# hooking up sub's



## a riopelle (Dec 13, 2009)

Hi all if the subs are 4 omb can i hook them up to 2 omb to get more rms watt power


----------



## a riopelle (Dec 13, 2009)

Hi again on hooking up my 2 sub's can i hook them up by 1 channel instead of 2 cannel and if i can how do i do it i need more Rms watt is it possable


----------



## carsey (Aug 19, 2006)

Yes, if the subs are exactly the same, and your amp can give the required RMS to power the subs, then yes you can.


----------



## a riopelle (Dec 13, 2009)

how do i do it


----------



## a riopelle (Dec 13, 2009)

or can i go to 1 channel


----------



## carsey (Aug 19, 2006)

Well it depends what your amp gives out at bridged and per channel. Bridged always gives you more power, but you need to know if it can run at 2 ohms or whatever.

http://www.crutchfield.com/S-cGQyX6W525M/Learn/learningcenter/car/subwoofers_wiring.html


----------



## lcurle (Oct 5, 2008)

2 SVC 4 ohm subs will produce a 2 ohm draw from the amp. 2 DVC 4 ohm subs will produce a 1 ohm load. 2 DVC, @ ohm subs will produce a .5 ohm load....etc etc Run them bridged on the amp if the amp is stable with said load.

Saved entries:
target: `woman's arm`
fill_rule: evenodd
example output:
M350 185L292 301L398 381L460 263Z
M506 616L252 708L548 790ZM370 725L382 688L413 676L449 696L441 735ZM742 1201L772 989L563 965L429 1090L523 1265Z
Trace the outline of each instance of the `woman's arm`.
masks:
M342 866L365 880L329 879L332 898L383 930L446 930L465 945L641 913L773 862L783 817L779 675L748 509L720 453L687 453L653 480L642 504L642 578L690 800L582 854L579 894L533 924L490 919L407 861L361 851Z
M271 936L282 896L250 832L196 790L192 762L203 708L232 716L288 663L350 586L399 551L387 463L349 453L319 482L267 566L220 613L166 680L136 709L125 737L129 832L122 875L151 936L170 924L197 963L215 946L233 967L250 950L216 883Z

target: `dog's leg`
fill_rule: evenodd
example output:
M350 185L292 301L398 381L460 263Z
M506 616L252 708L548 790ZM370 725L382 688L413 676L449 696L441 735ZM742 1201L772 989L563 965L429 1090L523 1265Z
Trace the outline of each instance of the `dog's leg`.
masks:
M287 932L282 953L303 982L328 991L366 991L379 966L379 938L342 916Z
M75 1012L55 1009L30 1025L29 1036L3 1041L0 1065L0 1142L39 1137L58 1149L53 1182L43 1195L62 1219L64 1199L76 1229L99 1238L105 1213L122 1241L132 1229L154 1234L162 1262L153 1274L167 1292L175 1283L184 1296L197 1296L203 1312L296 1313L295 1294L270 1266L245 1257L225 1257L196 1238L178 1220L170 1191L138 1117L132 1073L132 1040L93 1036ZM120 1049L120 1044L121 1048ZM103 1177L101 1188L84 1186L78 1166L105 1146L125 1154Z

**Tasks**
**1)** From the subwoofer wiring thread, return the part that opens with the words containing "## lcurle (Oct" and closes with "with said load.".
**2)** Answer these questions using the subwoofer wiring thread.
(a) According to carsey, which way of running the amp always gives more power?
(b) According to lcurle, what load do two SVC 4 ohm subs produce?
(c) What two conditions does carsey give for saying yes to the first question?

**Answers given**
**1)**
## lcurle (Oct 5, 2008)

2 SVC 4 ohm subs will produce a 2 ohm draw from the amp. 2 DVC 4 ohm subs will produce a 1 ohm load. 2 DVC, @ ohm subs will produce a .5 ohm load....etc etc Run them bridged on the amp if the amp is stable with said load.

**2)**
(a) Running it bridged always gives more power.
(b) Two SVC 4 ohm subs produce a 2 ohm draw from the amp.
(c) The subs must be exactly the same, and the amp must be able to give the required RMS to power them.